WHAT THIS EXERCISE ASKS:
**A)** In the essay on understanding your character as an entrepreneur, in what decade of life does the writer think the "why" often begins?
**B)** In the essay on entrepreneurial character, turn the paragraph beginning "They aren’t often the thoughts of 30-year-olds" into a short list that keeps its main points.
**C)** Extend the essay on entrepreneurial character past its last sentence.

Understanding Your True Character as an Entrepreneur
Why do we do all that we do?
Is it for the money? The recognition? Is work a part of life and life a part of work? Is it just the next rung in the ladder after we finish college and join the next grouping of people we’re tied to for a brief period in time?
These aren’t generally the thoughts of 20-year-olds. That is the age where you do more than think. “Of course I work!”
They aren’t often the thoughts of 30-year-olds. You finally accumulate some amount of money. You’re no longer entry-level. You think of coupling, of family, of work/life balance and you begin to feel the weight of a responsibility in the world you never had.
I think the “why” often begins in the 40’s. You’ve had enough ladder climbing alongside peers to form some sense of human motivations. You’d seen enough set backs in lives and careers to take it all a bit more seriously. Often you’ve gotten through the drowsy years of diapers and playgrounds and set the basic trajectory for your children if you chose to have them. Most of us party less often, almost never cart off last minute to some island for frolicking and almost definitionally become less narcissistic. We are too surrounded by responsibilities to others for pure narcissism.

INFORMATION SUPPLIED:
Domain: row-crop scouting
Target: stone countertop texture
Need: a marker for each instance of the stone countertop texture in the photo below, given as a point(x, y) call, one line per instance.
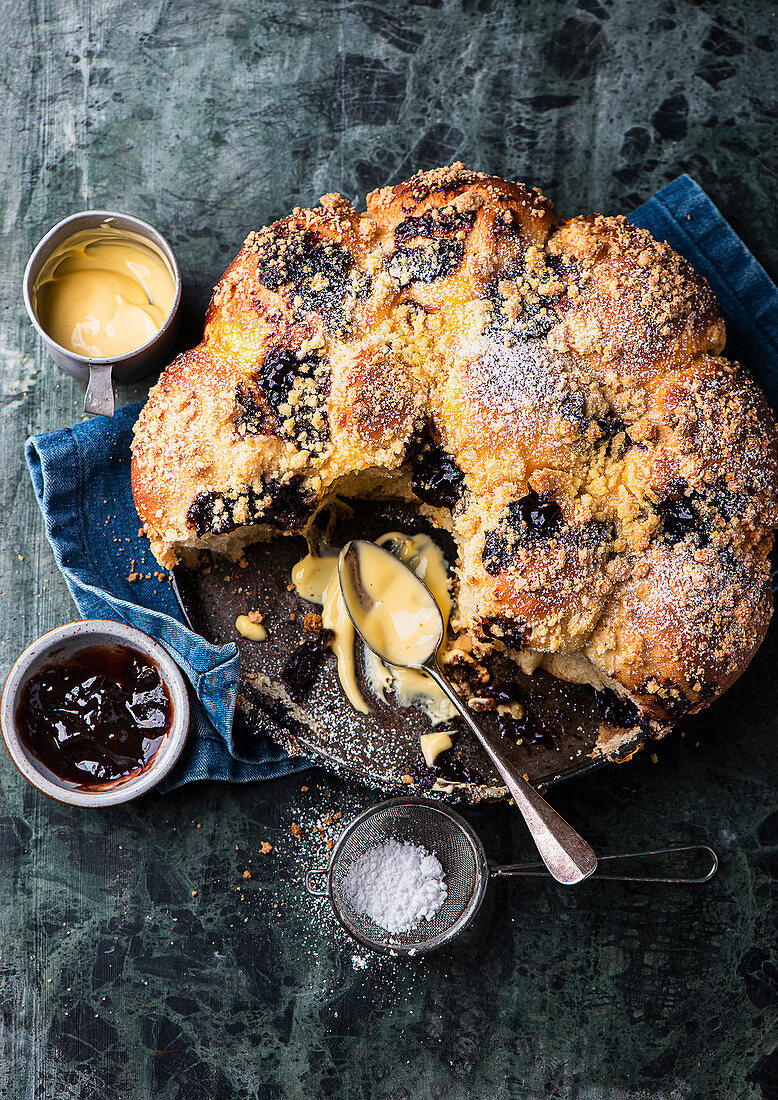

THE REPLIES:
**A)** In the 40s.

**B)**
- These questions rarely occupy 30-year-olds either.
- By then you have finally accumulated some money.
- You are no longer entry-level.
- You think about coupling, family and work/life balance.
- You begin to feel a weight of responsibility in the world that you never had before.

**C)**
The 40’s are the beginning of “sandwich years” in which many begin caring not only for children but also for parents. It is the beginning of not being able to live with reckless abandon but with the weight of knowing life has finality and beginning to understand your own mortality. One doesn’t necessarily decline into a depressing or fatalistic panic so much as come to a realistic sense of one’s place in history and the fleeting nature of our most precious moments.
You can see the years you have left with your children and measure them on your hands. You are often nearing the peak of your career arc and while you have many productive years ahead of you, you begin to understand that there actually IS an end.
I can’t say what the 50’s bring. I’m not there yet. I imagine that for many — if you are fortunate enough to stay healthy — it’s the beginning of truly feeling comfortable in your aging skin and accepting the course of your life.
In my 40’s I think a lot about relationships. My 20s and 30s were about meeting lots of new people and always willing and wanting to engage in new relationships and dialogs. Call it the “wedding party years” when you constantly met groups of people and friends. My 40s are more guarded. I care a lot more about the time I have with my true friends than superficial openings of new ones. Don’t get me wrong — I open the door to new relationships all the time. But I’ve become more adept at filtering out who will likely be a lifelong friend and who is likely to be transactional.
It turns out that most people in life are transactional for you — and that’s ok. I’ve become much more adept at developing a sense early in my relationships whether they are likely to ephemeral or lasting. You develop a sense of some people entering your life almost like family and that these people won’t merely be “business transactions” even though likely that’s how you’ll initially interact with many of those people since you meet in the workplace.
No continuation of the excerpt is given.